(Passage provided)

>>>

Star Trek has never had the video game pedigree other Sci-Fi properties,
like Star Wars or Warhammer 40k, have enjoyed. For every well received Elite
Force
or Bridge
Commander
there are a dozen more Away Team and Borg waiting in the Briar
Patch. Sadly, Hidden Evil, a 1999
Presto Studios game, joins this unremarkable bunch. It is short, difficult to
control, and forgettable.

Story

You may be forgiven for forgetting the great contribution Insurrection made
to the Star Trek canon. A film in which the best scene involves Data acting like a life preserver. To
be fair there is probably a decent
episode’s worth
of material in the film, maybe a two-parter. Yet it loses
its way somewhere between Picard and crew becoming leather clad action heroes
and the enterprise being maneuvered by a joystick. Thus, it may surprise you to
realize this game is a sequel to that masterpiece. Our main character is Ensign
Sovok, a human raised by Vulcans. He joins Picard and Data on the planet of the
film to investigate a hitherto undiscovered alien artifact the Son’a and Ba’ku
found while constructing a colony. There is not much story to ruin as the game
is quite short, but suffice to say the Son’a still do not like the peace loving
Ba’ku, Romulans are evil, and the alien artifact is actually really dangerous.
It ends up being pretty well traveled territory, both by Star Trek’s and other
show’s standards. It is enough to move the plot along, but it will never
surprise you.

Gameplay

This is not an action game, despite what the publisher’s screenshots may
tell you. This is an adventure game in the same vein as Grim Fandango. Walk
around, collect items, solve some light puzzles, move the story forward, etc.
Fans of Fandango will find a similar awkward control scheme at work here. Sovok
controls much like that of a high schooler’s car: poor maneuverability, slow
acceleration, and no speed. This is a troubling foundation on which to base a
game that requires a fair amount of phaser shooting. There is some light
auto-aiming going on, but you still have to slowly rotate to face enemies. Your
best tactic is running in circles until they miss then trying to get a quick
shot off. This is if you can remember the key to select your phaser. All your
equipment (tricorder, communications badge, phaser, nerve pinch!) is accessed
via the number keys. This is functional, but every time I wanted to get at an
item I hit the wrong button. Most of these items end up being useless anyways,
occasionally you have to scan the environment, but it rarely tells you anything
interesting. Nerve pinch sounds cool, but it is ridiculously hard to get in the
right position to use it, and the enemy has to be unaware for it to work. Most
of the time you will be blasting away with your phaser. Occasionally you can
pick up a hypospray for healing or another equally powerful weapon, but for
most of the game what you start with is what you got.

<<<

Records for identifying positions

>>>

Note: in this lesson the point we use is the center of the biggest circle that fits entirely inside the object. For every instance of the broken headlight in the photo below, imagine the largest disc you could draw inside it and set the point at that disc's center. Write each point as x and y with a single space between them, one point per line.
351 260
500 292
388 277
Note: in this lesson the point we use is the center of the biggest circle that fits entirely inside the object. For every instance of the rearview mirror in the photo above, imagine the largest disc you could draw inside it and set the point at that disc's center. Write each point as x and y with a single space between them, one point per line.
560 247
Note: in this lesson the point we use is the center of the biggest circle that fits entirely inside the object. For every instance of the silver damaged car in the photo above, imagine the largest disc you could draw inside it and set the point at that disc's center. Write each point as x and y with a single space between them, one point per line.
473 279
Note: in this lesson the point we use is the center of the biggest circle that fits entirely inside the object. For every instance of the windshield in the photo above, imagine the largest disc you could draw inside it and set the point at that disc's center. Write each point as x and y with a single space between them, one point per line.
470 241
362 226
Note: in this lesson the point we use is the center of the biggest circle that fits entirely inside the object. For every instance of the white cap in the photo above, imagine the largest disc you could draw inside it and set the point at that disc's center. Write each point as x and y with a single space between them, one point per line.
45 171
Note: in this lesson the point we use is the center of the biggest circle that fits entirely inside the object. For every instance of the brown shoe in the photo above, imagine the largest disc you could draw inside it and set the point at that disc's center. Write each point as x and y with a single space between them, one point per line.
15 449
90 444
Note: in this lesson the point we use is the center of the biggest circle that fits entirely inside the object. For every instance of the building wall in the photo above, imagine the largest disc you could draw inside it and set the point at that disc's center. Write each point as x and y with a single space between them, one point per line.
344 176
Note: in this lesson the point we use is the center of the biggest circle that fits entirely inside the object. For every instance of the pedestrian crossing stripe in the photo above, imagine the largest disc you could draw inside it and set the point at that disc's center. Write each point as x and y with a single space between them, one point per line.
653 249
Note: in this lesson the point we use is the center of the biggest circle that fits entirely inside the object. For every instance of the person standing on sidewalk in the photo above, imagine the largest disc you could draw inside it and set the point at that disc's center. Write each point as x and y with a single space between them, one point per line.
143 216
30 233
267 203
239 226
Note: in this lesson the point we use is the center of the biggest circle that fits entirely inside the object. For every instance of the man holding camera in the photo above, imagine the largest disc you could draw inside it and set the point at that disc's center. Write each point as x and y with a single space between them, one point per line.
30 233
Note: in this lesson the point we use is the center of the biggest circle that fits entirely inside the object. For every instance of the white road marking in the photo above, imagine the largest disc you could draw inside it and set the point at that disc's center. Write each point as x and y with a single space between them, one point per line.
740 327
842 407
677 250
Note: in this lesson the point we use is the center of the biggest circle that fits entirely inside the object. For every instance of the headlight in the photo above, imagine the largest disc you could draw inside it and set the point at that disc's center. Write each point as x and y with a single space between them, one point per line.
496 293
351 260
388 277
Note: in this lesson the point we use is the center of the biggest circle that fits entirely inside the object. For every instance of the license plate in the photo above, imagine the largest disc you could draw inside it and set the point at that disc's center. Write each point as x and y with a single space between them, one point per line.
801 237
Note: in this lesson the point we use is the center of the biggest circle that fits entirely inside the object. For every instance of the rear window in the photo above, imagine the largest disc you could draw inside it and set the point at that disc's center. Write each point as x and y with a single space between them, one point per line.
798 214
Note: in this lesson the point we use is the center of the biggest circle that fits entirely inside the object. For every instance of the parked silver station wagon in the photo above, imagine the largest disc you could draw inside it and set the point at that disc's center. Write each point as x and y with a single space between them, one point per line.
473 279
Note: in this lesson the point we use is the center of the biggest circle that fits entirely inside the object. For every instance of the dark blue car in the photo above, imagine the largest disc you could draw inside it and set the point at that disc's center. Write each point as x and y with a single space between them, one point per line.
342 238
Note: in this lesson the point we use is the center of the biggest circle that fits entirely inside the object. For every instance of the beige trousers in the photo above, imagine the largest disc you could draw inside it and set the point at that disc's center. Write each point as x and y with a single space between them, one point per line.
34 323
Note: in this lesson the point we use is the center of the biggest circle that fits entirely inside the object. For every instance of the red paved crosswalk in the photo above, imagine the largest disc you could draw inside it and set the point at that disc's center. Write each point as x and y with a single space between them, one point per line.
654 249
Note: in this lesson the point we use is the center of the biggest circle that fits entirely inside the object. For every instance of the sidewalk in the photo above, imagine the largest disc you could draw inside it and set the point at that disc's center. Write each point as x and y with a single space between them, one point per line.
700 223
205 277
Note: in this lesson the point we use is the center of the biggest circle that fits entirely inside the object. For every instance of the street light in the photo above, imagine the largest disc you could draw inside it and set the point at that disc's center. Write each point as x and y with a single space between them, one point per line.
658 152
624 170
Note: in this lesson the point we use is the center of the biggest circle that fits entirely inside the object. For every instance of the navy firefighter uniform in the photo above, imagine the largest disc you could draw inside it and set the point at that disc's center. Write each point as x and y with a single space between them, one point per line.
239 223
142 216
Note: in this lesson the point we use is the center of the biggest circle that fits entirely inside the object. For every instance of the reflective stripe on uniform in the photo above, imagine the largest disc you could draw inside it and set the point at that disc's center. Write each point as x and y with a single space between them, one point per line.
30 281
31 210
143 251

<<<

(To do)
(a) Locate each line of the records that contains the word "silver", and copy every such line in full.
(b) Go on with the Star Trek game review, starting right after its last sentence.
The Star Trek game review and the records come from separate, unrelated sources.

(Results of the exercise)
(a)
Note: in this lesson the point we use is the center of the biggest circle that fits entirely inside the object. For every instance of the silver damaged car in the photo above, imagine the largest disc you could draw inside it and set the point at that disc's center. Write each point as x and y with a single space between them, one point per line.
Note: in this lesson the point we use is the center of the biggest circle that fits entirely inside the object. For every instance of the parked silver station wagon in the photo above, imagine the largest disc you could draw inside it and set the point at that disc's center. Write each point as x and y with a single space between them, one point per line.

(b)
Lengthwise You are looking at 9 missions, for about 5 hours of ok to
frustrating gameplay. Everything is pretty easy, except for the last two
missions which have you navigating corridors that look very similar. With no
minimap except for the weak imposter they use with the tricorder in the last
mission. Most of your time in these last two missions will be spent trying to
remember what is where.

Graphics

An unexpected high point. Despite being released in 1999, the game looks
pretty decent. Backgrounds are static in the style of Myst and are suitably
detailed. Actual characters and objects are 3d models which, though rough, are
pretty good for the time in terms of detail and animation. It is a bit of
mishmash putting 3d characters in 2d paintings, but it works.

Music, Sound Effects, and Voice Work

Nothing egregious here, Christopher Gorham, voice actor for Sovok gives an
unremarkable performance, backed up Patrick Stewart (Picard) and Brent Spiner
(Data). The actual plot does not give them much to work with, but you will not
be clawing your ears out either. The music is forgettable, but all the sound
effects from TNG are faithfully replicated. Phasers and transporters sound like
you would expect.

Summary

Overall, its a short game that is occasionally frustrating, but has a
decently moving story and some of your favorite TNG characters. I give it 5 Lt.
Cmdr. Datas out of 3 Stargazers.

Notes

1. If you are going to play this, I recommend this walkthrough. 2. This game
does run on Windows 7, but you must install the packaged version of Quicktime
player and install a NoCd crack. It also helps to run it in Windows 95
compatibility mode. 3. There is no quicksave, it was a 90s thing.